Records contained in a dataset

[Begin]

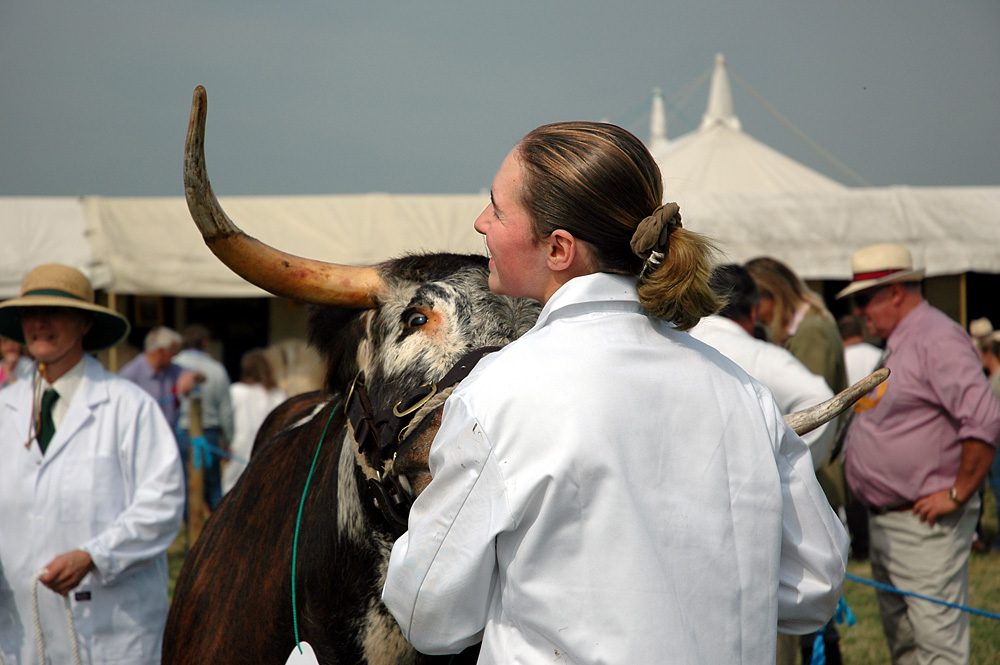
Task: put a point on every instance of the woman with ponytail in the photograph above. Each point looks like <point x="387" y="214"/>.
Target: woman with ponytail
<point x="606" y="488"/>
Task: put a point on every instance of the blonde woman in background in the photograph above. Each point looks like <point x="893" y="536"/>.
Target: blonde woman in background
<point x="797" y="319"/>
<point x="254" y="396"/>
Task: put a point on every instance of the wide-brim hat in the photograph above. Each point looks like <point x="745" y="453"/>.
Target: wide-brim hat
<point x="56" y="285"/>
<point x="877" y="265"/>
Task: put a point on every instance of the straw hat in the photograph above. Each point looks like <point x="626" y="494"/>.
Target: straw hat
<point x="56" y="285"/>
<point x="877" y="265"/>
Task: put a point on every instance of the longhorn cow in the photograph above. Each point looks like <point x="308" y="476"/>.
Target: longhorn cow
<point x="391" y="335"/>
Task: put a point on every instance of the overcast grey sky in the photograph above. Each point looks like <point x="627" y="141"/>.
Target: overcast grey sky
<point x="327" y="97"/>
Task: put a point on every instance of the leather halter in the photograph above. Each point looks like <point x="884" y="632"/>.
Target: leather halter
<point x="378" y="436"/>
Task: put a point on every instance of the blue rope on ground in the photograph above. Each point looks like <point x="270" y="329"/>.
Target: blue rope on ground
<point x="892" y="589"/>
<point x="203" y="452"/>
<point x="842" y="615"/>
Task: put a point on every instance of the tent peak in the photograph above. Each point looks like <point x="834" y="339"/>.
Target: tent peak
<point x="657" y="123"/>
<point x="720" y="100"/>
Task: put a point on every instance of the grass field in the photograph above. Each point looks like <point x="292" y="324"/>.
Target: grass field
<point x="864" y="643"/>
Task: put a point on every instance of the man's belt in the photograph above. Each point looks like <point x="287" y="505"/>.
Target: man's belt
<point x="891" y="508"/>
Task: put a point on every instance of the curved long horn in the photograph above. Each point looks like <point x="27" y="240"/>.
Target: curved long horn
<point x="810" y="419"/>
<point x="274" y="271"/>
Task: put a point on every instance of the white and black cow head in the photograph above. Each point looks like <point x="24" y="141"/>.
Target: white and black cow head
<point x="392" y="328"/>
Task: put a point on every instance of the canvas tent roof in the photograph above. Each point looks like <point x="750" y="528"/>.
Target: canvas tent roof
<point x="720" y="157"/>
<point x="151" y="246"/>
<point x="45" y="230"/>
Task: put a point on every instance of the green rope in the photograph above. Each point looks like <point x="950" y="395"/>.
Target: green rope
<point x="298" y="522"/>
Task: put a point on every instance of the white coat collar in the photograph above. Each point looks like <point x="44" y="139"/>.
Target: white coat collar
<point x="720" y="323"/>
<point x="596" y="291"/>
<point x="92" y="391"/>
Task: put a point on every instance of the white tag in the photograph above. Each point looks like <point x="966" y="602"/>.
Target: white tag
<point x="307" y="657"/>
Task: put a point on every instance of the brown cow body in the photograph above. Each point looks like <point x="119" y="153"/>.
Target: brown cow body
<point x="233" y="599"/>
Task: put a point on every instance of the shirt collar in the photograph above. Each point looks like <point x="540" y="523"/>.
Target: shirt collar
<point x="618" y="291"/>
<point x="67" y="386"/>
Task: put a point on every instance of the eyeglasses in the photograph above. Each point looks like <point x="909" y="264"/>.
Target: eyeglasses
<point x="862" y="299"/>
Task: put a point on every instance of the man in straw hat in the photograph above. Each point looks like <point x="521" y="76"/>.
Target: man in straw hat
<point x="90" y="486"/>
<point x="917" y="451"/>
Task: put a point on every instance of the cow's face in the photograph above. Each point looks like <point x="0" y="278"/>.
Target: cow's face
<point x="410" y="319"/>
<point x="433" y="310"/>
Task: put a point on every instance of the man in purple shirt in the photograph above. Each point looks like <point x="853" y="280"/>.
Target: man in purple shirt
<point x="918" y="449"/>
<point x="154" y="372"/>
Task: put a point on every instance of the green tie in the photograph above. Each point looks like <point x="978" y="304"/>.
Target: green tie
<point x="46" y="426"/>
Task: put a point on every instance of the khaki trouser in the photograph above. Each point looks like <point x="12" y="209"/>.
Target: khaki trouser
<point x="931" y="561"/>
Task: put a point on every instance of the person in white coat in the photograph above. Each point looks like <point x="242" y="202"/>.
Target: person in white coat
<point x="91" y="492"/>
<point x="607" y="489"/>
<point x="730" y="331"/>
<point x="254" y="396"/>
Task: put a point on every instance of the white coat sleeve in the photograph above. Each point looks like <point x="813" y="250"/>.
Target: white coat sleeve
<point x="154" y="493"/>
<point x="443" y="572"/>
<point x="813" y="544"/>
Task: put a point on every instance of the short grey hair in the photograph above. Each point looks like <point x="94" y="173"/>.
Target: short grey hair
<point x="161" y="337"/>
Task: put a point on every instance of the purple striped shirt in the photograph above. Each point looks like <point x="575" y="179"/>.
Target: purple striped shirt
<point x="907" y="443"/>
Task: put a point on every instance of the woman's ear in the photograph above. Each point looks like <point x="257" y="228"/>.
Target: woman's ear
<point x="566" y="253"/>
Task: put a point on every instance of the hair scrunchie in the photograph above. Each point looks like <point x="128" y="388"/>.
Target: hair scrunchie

[End]

* TASK REQUIREMENTS *
Please edit the data starting at the line containing "Task: put a point on every instance of the woman's" and ending at the end of the data, changing "scrunchie" to "tie" and keeping everything else the same. Reproduce only those lines.

* RESPONSE BELOW *
Task: put a point on every instance of the woman's ear in the photograph above. Each point looks like <point x="257" y="228"/>.
Target: woman's ear
<point x="566" y="253"/>
Task: put a point on every instance of the hair tie in the photograph above. Each point looks like <point x="128" y="388"/>.
Target: hair tie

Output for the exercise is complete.